Top of GIVEN PASSAGE

The paranoia in communications, it turns out, is pretty justified. For the months, even years, leading up to this decision to close, PC KZ had been having myriad problems with government suspicion and push-back. In Akmola oblast (region/province), home to the grand capital of Astana, the teacher counterparts of the newest group of PCVs were forbidden by the oblast Ministry of Education to come down to Almaty to attend Peace Corps' "mandatory" counterpart conference. The volunteers went up to their new sites to work with counterparts who ostensibly were not informed of their duties, and to schools who received negative pressure from the Ministry for the fact that they even accepted volunteers. Several northern oblasts had been riddled with negative articles from various local media sources in the past years, deriding PCVs as unqualified to teach, or as poor influences on Kazakhstanian youth. But this trend is not really "recent," if by recent you mean in the last year or so.

Here is an embassy cable, now public and on the glorious intra-webs, on the framing and jailing of a PCV in East Kazakhstan in 2009, right before my group arrived to KZ. This poor guy unwittingly followed a local "friend" for a tour of a mine that his town was famous for, and was left there holding a mysterious bag that had been handed to him, with authorities "coincidentally" waiting to catch him red-handed. The bag actually contained explosives, and he was sentenced to two years in a Kazakhstan prison (not a place you want to be). While the case is no longer sensitive because he is safely back home, it was solved internally and kept under tight wraps when it happened so as to avoid a public diplomatic fallout that would jeopardize his release. I find the last section of the cable the most fascinating, as it states that the US Ambassador had a meeting with Nazarbayev about the PCV, and that in the end the KZ President "sided" with his liberal advisors in letting the PCV go free, instead of with the Committee for National Security (KGB successors), who were in all likelihood responsible for the framing. Which helps explain why we can be here at the invitation of the President, but still fall victim to other forces that would seek to discredit us. Another preceding cable on the same topic mentions that a KZ Ministry of Foreign Affairs official admits "there are ‘some in the government' who want to know how long [PC's official agreement with the government] is valid for, and how Kazakhstan can terminate it."

By the by, this case is very personally relevant for me, because it is actually the whole reason I was sent to Southern Kazakhstan in the first place - I was originally placed in East Kazakhstan, in the very same oblast capital in which this PCV was tried, as part of a plan (unbeknownst to me) to help restore PC's reputation in the area. At the very last minute, literally a week before I was supposed to leave to my site, I was told that the NGO originally planned for me received threats from the government on what would happen to them if they took in an American volunteer. The placement was dropped, and PC did not have a reliable back-up…so I went to an unchecked organization in South Kazakhstan that ended up not being a real org (it had no office, no staff, no materials, no projects, and one aforementioned "director" who registered it under her name to win government tenders. When asked where all the projects were that she listed on her application for a PCV, she stated simply "well, we will start them once you win us money!" Sadly, such orgs are not all that uncommon in the NGO landscape in KZ). It ended up being the best thing that could have happened though, because I was able to proactively find and start my partnership with what I think was undoubtedly one of the best NGOs in the country, and ended up having a wonderful, rewarding and productive service…but you never heard the struggles in the beginning of it all, because I never was able to write about it here.

Bottom of GIVEN PASSAGE
Top of DATASET

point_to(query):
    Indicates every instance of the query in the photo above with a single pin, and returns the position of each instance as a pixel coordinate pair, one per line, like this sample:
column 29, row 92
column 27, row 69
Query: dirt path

Bottom of DATASET

WORK TO COMPLETE:
Carry the passage on Peace Corps volunteers in Kazakhstan forward from its final sentence. The listing is drawn from a separate source unrelated to the text.

SOLVED PROBLEM:
More recently, a PCV I served with had personal digital information taken from him and re-posted on a KZ internet site in an unfair light. Community members and then Peace Corps found out, and it was enough of a security and potential PR issue that he left his service early. And it wasn't just him; such tactics have been used to target local NGO leaders, as well, including even cell phone hacking and manipulation of mundane pictures through re-posting with demeaning captions.

Hope for the Future

Word on the street is that PC KZ is "suspending" its program, which has been done before (e.g. Georgia in August 2008 during the violence, less than a year after which the program was re-opened). So does that mean it will open again? Given all of the reasons above, I highly doubt it. The backlash of not "phasing out" the program and leaving quietly, like in Estonia or other countries who "grew out" of Peace Corps in terms of development levels but still looked fondly on the program, will likely be significant. Volunteers in Kyrgyzstan were shot at and had their buildings burned last year, and still the program stay put (and apparently is still going strong, though now limited to 3 northern oblasts of the country). Many view this as a strange juxtaposition, but I hope the above serves to shed some light on the unique issues PC KZ was facing. The KZ news article about the withdrawal has already garnered significant commentary, most of it again negative, ranging from ridiculous ("the Americans were responsible for the terrorist attacks") to true and terrible ("Their government did not rape but killed one of our citizens in their country.").

I am certainly sad the program is ending, and it is hard to talk about the ramifications of the decisions with all of my local friends and coworkers, who are certainly upset about it and have really become my second family over the last two years. Though the institutional problems were rather enormous (beginning with, I always say, lack of any kind of volunteer quality control and a practically barrier-less process of recruiting that promotes quantity over quality), our KZ office staff was nevertheless wonderful and fought through thick and thin to support what was a very challenging program in an exceedingly large and geographically dispersed country. To those members of our local staff who have been there since the program started (expatriate staff have to abide by Peace Corps' 5-year in-and-out employment rule), thank you so much for your dedication to the mission of PC in your country and for helping thousands of volunteers gain an experience that undoubtedly changed everyone one of us forever.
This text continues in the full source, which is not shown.